■ **CHALLENGE**
Copy every line of the entries below, including their requests, but raise each x and y coordinate in the answers by 104.

################

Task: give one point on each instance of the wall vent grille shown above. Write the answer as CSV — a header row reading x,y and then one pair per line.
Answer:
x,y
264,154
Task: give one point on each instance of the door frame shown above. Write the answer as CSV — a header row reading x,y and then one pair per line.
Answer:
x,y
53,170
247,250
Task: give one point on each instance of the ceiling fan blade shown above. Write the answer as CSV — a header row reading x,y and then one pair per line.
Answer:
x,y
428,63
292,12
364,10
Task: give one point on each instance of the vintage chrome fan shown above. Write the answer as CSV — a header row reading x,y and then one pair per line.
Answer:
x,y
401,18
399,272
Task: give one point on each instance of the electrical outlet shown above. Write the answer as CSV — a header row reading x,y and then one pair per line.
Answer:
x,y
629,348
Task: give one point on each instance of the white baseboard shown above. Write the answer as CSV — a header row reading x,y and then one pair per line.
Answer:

################

■ **RESULT OF THIS TASK**
Task: give one point on each instance of the wall vent grille shown above. Write the answer as CSV — a header row reading x,y and then one pair per line.
Answer:
x,y
368,258
Task: give one point on each instance of the door frame shown above. Write the answer as CSV — a header row reading x,y and then one pair per line.
Answer:
x,y
157,274
351,354
Task: give one point on each instance of the ceiling fan blade shown above. Write the answer as CSV — a header row reading x,y and then one pair per line.
Answer:
x,y
532,167
396,116
468,114
Task: give one point on each instance of the vintage chrome fan shown above. Write the answer as CSV — a header row reading x,y and then one pair per line.
Answer:
x,y
505,122
503,376
Task: give one point on each instance of the electrical outlet shown above. Write the answer as CSV — a header row reading x,y and then one pair per line.
Answer:
x,y
733,452
Task: give one point on each instance of the white baseboard shown above. Write the answer as CSV — a header row reading x,y and then one pair per line.
Answer:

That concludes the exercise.